---------- Data for processing ----------
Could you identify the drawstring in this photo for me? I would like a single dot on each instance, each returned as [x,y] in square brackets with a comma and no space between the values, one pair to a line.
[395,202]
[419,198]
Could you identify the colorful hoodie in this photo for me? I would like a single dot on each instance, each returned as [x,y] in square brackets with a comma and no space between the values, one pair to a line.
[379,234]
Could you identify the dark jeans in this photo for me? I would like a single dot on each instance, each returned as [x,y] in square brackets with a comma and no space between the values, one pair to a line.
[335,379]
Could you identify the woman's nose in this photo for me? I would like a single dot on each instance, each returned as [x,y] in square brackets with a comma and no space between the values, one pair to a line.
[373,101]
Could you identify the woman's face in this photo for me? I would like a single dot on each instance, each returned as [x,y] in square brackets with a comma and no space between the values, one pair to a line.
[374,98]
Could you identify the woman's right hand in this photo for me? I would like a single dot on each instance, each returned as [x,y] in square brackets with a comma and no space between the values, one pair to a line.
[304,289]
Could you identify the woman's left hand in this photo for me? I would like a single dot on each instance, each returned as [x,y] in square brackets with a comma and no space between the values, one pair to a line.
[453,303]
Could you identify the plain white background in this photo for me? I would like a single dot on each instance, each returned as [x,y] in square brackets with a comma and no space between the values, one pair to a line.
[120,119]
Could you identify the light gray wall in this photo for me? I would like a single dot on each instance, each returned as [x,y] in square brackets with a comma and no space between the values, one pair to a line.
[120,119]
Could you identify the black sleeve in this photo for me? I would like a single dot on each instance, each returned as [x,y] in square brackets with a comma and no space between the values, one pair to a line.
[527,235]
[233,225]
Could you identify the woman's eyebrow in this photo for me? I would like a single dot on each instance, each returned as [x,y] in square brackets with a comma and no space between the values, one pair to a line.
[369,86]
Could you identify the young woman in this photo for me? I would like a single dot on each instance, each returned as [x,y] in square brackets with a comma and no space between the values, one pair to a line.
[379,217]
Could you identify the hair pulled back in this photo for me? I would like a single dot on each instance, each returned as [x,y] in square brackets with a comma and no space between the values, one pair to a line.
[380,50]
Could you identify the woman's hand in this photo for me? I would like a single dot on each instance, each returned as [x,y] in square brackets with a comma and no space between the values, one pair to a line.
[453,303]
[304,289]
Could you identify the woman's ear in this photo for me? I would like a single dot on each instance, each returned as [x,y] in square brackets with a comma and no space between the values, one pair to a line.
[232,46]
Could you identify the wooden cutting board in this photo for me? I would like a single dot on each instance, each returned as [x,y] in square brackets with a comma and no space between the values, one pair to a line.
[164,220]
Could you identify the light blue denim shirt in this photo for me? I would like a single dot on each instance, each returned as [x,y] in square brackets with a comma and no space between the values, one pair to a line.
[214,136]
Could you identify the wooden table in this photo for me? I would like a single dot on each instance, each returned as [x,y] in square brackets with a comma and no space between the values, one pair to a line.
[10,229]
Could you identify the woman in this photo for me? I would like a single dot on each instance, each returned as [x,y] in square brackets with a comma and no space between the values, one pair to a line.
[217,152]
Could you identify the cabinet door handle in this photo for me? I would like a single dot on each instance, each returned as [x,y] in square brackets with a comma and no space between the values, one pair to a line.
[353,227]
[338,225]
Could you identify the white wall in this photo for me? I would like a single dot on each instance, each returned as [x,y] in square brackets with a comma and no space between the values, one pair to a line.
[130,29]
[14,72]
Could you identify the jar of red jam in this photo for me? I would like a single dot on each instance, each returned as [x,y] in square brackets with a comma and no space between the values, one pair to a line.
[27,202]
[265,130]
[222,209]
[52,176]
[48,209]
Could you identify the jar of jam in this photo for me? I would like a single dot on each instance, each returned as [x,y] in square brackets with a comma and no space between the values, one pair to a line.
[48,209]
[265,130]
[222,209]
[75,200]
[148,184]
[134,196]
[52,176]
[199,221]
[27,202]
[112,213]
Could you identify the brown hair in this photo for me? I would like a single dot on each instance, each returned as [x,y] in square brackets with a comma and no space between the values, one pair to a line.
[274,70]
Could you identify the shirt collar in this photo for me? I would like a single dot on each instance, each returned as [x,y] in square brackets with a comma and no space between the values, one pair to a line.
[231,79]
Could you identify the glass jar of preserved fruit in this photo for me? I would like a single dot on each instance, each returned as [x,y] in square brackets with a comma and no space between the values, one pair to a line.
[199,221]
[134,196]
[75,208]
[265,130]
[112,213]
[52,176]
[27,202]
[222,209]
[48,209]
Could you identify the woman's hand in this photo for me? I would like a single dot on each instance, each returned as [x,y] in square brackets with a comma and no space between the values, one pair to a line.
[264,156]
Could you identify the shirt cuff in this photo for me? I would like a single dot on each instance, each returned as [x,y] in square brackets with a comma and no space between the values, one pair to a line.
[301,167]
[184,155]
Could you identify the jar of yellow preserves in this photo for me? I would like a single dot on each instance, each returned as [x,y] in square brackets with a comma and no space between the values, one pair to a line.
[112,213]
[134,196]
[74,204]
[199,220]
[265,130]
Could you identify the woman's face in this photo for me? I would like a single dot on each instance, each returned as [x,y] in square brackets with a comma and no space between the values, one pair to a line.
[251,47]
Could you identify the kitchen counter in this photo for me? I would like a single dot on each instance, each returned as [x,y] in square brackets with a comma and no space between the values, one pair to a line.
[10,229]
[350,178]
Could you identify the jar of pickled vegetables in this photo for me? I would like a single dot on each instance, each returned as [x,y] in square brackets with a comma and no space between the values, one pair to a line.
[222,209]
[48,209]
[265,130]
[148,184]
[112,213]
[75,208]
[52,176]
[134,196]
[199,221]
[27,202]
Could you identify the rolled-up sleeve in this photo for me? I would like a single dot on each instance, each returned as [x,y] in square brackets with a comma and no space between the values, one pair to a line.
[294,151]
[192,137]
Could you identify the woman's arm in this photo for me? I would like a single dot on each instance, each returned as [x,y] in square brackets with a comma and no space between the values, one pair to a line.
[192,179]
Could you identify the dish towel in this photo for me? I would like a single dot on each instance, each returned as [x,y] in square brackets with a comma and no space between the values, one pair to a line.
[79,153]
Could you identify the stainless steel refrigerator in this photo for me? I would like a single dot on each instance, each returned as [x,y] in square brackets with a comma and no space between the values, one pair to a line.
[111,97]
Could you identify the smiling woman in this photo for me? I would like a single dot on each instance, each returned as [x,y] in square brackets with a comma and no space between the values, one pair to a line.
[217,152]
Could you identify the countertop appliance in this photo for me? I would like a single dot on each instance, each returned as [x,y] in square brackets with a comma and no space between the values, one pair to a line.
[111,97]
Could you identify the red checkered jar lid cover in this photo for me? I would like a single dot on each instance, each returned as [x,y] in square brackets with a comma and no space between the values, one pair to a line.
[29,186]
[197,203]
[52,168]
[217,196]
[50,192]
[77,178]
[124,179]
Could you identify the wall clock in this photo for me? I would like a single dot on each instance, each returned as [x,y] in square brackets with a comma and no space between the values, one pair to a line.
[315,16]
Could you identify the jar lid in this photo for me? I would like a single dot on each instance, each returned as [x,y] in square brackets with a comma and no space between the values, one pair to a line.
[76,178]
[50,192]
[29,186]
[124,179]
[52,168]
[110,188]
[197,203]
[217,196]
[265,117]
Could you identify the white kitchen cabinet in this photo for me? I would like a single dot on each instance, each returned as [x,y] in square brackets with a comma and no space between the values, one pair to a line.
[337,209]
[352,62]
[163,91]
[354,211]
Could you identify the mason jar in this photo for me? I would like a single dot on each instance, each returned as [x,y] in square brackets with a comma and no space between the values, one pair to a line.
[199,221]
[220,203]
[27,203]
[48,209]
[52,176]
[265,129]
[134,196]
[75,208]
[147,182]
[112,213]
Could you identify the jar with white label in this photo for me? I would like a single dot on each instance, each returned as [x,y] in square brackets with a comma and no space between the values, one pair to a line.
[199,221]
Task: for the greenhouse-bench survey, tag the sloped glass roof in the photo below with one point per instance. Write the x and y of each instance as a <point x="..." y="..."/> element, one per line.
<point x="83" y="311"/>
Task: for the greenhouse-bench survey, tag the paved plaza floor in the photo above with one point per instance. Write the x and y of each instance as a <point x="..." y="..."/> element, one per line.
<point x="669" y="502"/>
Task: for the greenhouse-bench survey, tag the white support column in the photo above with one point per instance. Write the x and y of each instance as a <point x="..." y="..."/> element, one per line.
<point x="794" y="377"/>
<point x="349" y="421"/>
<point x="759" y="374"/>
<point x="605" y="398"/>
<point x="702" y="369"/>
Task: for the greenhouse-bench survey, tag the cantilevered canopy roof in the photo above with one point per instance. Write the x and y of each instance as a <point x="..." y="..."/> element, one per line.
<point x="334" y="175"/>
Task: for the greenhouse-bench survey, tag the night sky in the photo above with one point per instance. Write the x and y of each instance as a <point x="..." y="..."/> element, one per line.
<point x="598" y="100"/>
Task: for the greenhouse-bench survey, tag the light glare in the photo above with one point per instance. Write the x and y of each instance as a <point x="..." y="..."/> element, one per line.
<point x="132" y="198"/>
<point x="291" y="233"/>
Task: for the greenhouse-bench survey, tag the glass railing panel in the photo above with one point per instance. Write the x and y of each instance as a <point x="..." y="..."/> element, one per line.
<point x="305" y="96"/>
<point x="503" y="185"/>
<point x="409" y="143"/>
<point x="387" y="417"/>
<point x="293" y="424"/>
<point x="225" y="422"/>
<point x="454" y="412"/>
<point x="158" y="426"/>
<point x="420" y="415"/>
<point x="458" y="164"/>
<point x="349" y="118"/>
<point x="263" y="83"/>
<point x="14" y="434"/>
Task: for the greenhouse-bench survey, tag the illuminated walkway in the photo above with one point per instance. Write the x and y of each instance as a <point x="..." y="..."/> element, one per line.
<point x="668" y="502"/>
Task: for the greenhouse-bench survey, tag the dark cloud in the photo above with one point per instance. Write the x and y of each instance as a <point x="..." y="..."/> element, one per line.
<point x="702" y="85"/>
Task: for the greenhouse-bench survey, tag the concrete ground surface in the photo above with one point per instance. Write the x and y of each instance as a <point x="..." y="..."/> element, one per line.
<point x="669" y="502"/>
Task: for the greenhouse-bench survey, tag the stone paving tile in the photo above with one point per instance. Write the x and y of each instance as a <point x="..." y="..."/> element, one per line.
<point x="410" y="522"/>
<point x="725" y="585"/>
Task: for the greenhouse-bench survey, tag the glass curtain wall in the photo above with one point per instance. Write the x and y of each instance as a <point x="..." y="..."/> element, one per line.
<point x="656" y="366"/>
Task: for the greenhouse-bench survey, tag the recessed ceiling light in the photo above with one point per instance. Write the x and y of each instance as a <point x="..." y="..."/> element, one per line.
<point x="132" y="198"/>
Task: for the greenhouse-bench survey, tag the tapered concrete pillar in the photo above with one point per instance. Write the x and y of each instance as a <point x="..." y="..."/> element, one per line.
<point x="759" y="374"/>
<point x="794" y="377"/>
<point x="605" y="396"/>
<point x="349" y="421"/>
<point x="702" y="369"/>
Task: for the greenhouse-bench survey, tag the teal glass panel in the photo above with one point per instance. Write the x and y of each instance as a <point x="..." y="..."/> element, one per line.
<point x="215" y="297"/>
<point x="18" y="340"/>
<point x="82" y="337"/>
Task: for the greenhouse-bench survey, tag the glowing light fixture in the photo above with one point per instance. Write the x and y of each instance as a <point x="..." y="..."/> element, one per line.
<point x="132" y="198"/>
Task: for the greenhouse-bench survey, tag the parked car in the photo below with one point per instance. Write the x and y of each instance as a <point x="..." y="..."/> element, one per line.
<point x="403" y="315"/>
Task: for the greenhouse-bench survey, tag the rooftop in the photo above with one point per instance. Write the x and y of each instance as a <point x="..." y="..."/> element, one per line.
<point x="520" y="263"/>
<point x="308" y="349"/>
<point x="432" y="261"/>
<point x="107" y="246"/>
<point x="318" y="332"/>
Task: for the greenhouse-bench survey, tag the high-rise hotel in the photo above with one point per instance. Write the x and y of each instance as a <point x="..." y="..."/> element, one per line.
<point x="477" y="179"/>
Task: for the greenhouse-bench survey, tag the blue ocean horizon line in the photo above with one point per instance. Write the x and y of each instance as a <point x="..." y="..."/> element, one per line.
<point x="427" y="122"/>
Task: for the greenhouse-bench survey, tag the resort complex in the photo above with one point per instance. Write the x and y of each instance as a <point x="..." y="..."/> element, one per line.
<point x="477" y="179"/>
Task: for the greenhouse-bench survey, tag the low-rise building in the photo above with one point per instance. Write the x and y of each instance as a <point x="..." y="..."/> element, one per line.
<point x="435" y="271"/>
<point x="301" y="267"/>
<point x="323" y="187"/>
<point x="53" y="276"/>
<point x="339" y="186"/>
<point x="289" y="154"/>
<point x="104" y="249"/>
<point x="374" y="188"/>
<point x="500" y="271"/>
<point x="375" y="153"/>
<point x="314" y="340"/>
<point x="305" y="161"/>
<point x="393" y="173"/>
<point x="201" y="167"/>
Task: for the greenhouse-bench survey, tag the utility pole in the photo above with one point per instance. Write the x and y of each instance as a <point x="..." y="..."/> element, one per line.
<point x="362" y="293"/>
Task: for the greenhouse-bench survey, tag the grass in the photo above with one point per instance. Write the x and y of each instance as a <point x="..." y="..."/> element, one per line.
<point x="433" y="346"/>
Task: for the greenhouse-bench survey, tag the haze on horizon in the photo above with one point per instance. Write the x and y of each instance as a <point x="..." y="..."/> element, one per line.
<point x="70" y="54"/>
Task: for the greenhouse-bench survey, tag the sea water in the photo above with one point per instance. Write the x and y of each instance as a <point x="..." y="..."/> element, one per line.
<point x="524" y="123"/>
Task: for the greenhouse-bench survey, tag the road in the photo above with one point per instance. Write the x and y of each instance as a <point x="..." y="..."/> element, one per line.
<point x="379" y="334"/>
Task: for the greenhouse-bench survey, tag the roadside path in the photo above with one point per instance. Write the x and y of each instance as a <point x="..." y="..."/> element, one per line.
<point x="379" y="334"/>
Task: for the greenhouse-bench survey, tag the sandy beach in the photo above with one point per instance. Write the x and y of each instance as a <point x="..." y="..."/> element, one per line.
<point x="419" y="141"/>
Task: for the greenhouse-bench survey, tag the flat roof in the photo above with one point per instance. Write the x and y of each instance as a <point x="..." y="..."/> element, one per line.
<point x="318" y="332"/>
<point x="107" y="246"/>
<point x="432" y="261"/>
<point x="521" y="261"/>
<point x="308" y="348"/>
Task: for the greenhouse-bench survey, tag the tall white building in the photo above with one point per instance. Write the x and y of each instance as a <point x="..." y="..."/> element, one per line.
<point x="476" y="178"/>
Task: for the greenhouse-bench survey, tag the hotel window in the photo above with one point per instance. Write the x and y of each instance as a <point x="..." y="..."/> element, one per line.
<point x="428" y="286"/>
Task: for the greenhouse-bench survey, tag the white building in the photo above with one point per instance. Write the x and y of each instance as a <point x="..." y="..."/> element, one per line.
----------
Directions for this task> Starting at the line that contains "Task: for the greenhouse-bench survey, tag the tall", write out every line through the last one in the data above, exactly as it stands.

Answer to this problem>
Task: for the greenhouse-bench survey, tag the tall white building in the photo above with one point per instance. Write the x and y of each instance as a <point x="..." y="..."/> element, one per line.
<point x="476" y="178"/>
Task: for the greenhouse-bench survey, tag the hotel window in the photo above with one point per instance. Write the x and y of each instance as a <point x="..." y="..."/> element, one per line.
<point x="428" y="286"/>
Task: for the greenhouse-bench survey, tag the white building in the photo above with one point per instance. Write the x and y of each instance as a <point x="..." y="..."/> element, one per line.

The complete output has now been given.